INSTRUCTIONS FOR THE TASK: Return the run of lines below that opens with the line containing "eye, that would be wonderful." and closes with the line containing "Target: blonde hair", keeping each one exact.

DATA FOR THIS TASK:
▼
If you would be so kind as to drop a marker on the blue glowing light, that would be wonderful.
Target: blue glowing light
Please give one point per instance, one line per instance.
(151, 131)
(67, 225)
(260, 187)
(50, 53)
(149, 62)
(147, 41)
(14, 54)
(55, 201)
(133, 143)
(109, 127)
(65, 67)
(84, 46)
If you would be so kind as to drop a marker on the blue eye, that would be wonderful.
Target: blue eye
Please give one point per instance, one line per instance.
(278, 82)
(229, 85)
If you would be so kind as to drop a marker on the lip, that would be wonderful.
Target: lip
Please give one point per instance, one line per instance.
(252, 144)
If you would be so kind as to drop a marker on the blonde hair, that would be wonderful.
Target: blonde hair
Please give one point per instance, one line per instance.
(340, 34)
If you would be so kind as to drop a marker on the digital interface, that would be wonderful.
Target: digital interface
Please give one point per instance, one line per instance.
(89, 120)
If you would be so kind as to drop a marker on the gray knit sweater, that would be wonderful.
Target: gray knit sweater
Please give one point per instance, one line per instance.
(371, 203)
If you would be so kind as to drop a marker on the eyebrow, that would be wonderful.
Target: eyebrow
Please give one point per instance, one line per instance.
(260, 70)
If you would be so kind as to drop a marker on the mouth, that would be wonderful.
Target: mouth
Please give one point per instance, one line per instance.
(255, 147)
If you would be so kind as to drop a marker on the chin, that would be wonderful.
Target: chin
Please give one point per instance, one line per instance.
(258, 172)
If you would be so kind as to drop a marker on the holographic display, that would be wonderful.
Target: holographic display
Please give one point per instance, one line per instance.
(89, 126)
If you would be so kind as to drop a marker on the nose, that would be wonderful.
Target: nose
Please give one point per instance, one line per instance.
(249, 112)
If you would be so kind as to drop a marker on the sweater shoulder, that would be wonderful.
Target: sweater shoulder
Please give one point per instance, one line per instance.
▲
EXERCISE RESPONSE:
If you would be so kind as to drop a marker on the blue eye, that would be wonderful.
Target: blue eye
Please give one point per instance, one line per instance.
(278, 82)
(229, 85)
If you would be so kind as to drop a marker on the lip, that would be wonderful.
Target: lip
Please give one point per instance, one line per instance.
(252, 144)
If you would be so kind as to drop a marker on the blonde hair, that would be wonderful.
Target: blonde hair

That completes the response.